__STATED TASK__: Skip every line before the one containing "of the dirt", then copy that line and the rest of the entries below exactly, through the last line.

Rows from a dataset:
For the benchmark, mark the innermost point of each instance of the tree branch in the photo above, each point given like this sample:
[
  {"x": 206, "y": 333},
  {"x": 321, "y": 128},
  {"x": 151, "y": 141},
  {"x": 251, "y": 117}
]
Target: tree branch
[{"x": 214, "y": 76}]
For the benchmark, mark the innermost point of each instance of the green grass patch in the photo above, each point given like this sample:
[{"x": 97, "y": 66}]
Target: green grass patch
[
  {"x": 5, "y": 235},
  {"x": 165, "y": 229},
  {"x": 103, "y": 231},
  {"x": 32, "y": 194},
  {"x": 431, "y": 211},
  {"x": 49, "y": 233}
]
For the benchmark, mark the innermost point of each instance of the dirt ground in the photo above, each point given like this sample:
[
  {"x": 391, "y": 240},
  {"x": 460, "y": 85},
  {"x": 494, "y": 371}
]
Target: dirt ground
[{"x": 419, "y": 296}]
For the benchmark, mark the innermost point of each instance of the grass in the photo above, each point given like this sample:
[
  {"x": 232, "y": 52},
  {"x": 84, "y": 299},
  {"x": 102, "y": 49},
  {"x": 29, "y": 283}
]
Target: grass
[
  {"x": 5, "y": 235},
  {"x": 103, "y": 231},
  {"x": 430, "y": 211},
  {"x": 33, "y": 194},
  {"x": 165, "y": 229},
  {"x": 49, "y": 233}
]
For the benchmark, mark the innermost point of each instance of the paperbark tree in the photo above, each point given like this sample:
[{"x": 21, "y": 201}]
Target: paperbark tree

__SOLUTION TO THE PROBLEM__:
For the benchmark, mark the innermost point of each instance of the dirt ground in the photo above, each point given like this sample:
[
  {"x": 391, "y": 240},
  {"x": 460, "y": 85},
  {"x": 494, "y": 371}
]
Target: dirt ground
[{"x": 419, "y": 296}]
For the benchmark, mark the innermost point of each instance of the grass in the photo above, each point given like this sample:
[
  {"x": 232, "y": 52},
  {"x": 84, "y": 299},
  {"x": 102, "y": 49},
  {"x": 29, "y": 283}
]
Target: grass
[
  {"x": 5, "y": 235},
  {"x": 103, "y": 231},
  {"x": 430, "y": 211},
  {"x": 33, "y": 194},
  {"x": 165, "y": 229},
  {"x": 49, "y": 233}
]
For the benchmark, mark the innermost point of each instance of the paperbark tree in the photo above, each point given like this sample:
[{"x": 21, "y": 201}]
Target: paperbark tree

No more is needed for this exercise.